▶ _Problem A_: Please pull out every line of the records that contains the string "positive", matching case exactly.

▶ _Excerpt provided_:
BEGIN

Then, in the light of this review, have the team restate the problem using different words. This will capture the shared understanding that the team has developed and enable each member of the team to own the problem that they are about to brainstorm. It will also challenge the problem statement and help to ensure that the correct problem is being addressed.

Keep the session on track

Your job as facilitator is to lead the team through the brainstorming process and help them keep on track. The three simple rules are:

  • Keep focused on the topic in hand.
  • Allow only one conversation at a time
  • Criticism and assessment of ideas is not allowed during the brainstorm. That process comes later.

The object is to create new ideas

The more ideas the better. No idea is without value as it may stimulate the vital idea that solves the problem.

  • Piggy-backing is allowed. Build on or adapt other’s ideas.
  • Wild and Wacky ideas are welcome. The least they do is stimulate others and they may be the “intermediate impossibility” that leads directly to the solution.

Consider boosting the session’s effectiveness by combining techniques

  • Consider using enhanced brainstorming techniques to multiply the number of ideas that are generated and to dig deeper into the group’s creative wisdom.
  • Use techniques such as SCAMPER to focus the brainstorm.
  • Use techniques such as Object Forcing and Random Words to reignite the team’s creativity if the session dries up

Apply the best and most novel ideas, this is the essence of innovation

  • Rationalise and refine ideas that are similar
  • Develop the intermediate impossibilities into practical solutions.
  • Identify and test ideas and solutions for viability.
  • If some aspect of the solution or organisational behaviour blocks implementation treat that issue as the subject of another problem solving brainstorm.
  • Plan and execute the realisation of the solution. This turns great ideas into innovation.

Take a problem or challenge that you face and try it out, even if you think you have the solution. Do not discount the Lazy Brain and the effect of our minds being pattern generation and matching system overlaid with procedural thinking. Find ways to change your perspectives and stimulate your creativity to find those intermediate impossibilities that lead to something completely new.

So there we are. The challenge for you is to go out and give it a go. Read on to learn more about the techniques that will enhance the effectiveness of brainstorming.

1.) How brainstorming can harness your company’s talent

This article will introduce you to the top tips that will enable you to run effective brainstorming sessions.

Selecting the group

The beauty of brainstorming is that it involves the creative thinking of many people who stimulate each other to come up with new ideas. It is the chemistry of stimulating new ideas that is important when it comes to selecting the team.

The question is “What team make up will be most likely to generate the ideas that create a breakthrough?”

A natural response is to gather together those who know something about the matter or perhaps those who are responsible for managing the situation. Building a brainstorming team on these and similar criteria alone is often setting up the session to be a disappointment. One reason for this is that such a group is likely to have similar outlooks and experience which will tend to limit the group’s ability to stimulate that novelty which leads to breakthrough.

Diversity

Diversity is the key to choosing a group of people who are likely to come up with breakthrough ideas. It is this diversity that also enables you to draw on the wisdom that is embedded in your organisation.

It is diversity of outlook that will form the foundation on which you can build in order to stimulate the creation of novel and useful ideas. Plainly, some matters may require technical expertise but even then do your best to create a diverse group. Don’t be afraid to call on people from outside the immediate group involved. Be brave enough to call on someone who doesn’t have the technical background and expertise, you probably have a room full of them anyway. Why?

END

▶ _Data for analysis_:
BEGIN

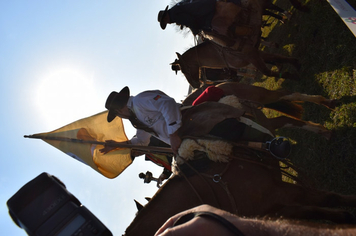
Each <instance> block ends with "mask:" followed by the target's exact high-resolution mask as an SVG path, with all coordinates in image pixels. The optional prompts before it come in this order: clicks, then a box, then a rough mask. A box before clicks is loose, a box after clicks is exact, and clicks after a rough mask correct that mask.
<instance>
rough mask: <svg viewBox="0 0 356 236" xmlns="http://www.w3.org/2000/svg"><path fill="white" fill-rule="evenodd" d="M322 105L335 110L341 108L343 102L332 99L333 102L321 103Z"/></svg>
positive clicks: (332, 109) (337, 99)
mask: <svg viewBox="0 0 356 236" xmlns="http://www.w3.org/2000/svg"><path fill="white" fill-rule="evenodd" d="M321 104H322V105H324V106H326V107H327V108H329V109H332V110H334V109H335V107H337V106H339V105H340V104H341V102H340V101H339V100H338V99H332V100H329V101H324V102H321Z"/></svg>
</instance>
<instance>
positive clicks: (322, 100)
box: [281, 93, 338, 109]
mask: <svg viewBox="0 0 356 236" xmlns="http://www.w3.org/2000/svg"><path fill="white" fill-rule="evenodd" d="M283 99H284V100H288V101H303V102H313V103H316V104H320V105H324V106H326V107H327V108H330V109H334V108H335V106H336V105H337V104H338V100H335V99H327V98H325V97H323V96H320V95H307V94H301V93H291V94H288V95H285V96H282V97H281V100H283Z"/></svg>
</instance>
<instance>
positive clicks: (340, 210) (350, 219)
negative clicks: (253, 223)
mask: <svg viewBox="0 0 356 236" xmlns="http://www.w3.org/2000/svg"><path fill="white" fill-rule="evenodd" d="M273 216H282V217H286V218H289V219H303V220H329V221H331V222H334V223H338V224H352V223H355V222H356V221H355V217H354V216H353V215H352V214H351V213H350V212H348V211H346V210H341V209H328V208H322V207H316V206H299V205H295V206H284V207H283V208H281V209H280V210H279V211H277V212H275V214H274V215H273Z"/></svg>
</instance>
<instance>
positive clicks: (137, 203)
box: [134, 199, 143, 211]
mask: <svg viewBox="0 0 356 236" xmlns="http://www.w3.org/2000/svg"><path fill="white" fill-rule="evenodd" d="M134 201H135V203H136V207H137V210H138V211H141V210H142V208H143V205H142V204H141V203H139V202H138V201H136V200H135V199H134Z"/></svg>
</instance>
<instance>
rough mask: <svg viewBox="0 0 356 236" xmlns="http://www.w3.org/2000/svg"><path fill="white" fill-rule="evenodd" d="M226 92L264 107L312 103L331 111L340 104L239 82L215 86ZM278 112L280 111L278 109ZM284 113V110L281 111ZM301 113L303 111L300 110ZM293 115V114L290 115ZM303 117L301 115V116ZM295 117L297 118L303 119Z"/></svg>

END

▶ _Problem B_: Using the brainstorming text, decide whether each statement agrees with it, answering yes or no and quoting the words that settle it: (i) Criticism of ideas is permitted during the brainstorm. (ii) SCAMPER is named as a technique to focus the brainstorm. (iii) Diversity is called the key to choosing a group likely to produce breakthrough ideas.

▶ _Written reply A_:
positive clicks: (332, 109) (337, 99)
positive clicks: (322, 100)
positive clicks: (340, 210) (350, 219)
positive clicks: (137, 203)

▶ _Written reply B_:
(i) No: "Criticism and assessment of ideas is not allowed during the brainstorm."
(ii) Yes: "Use techniques such as SCAMPER to focus the brainstorm."
(iii) Yes: "Diversity is the key to choosing a group of people who are likely to come up with breakthrough ideas."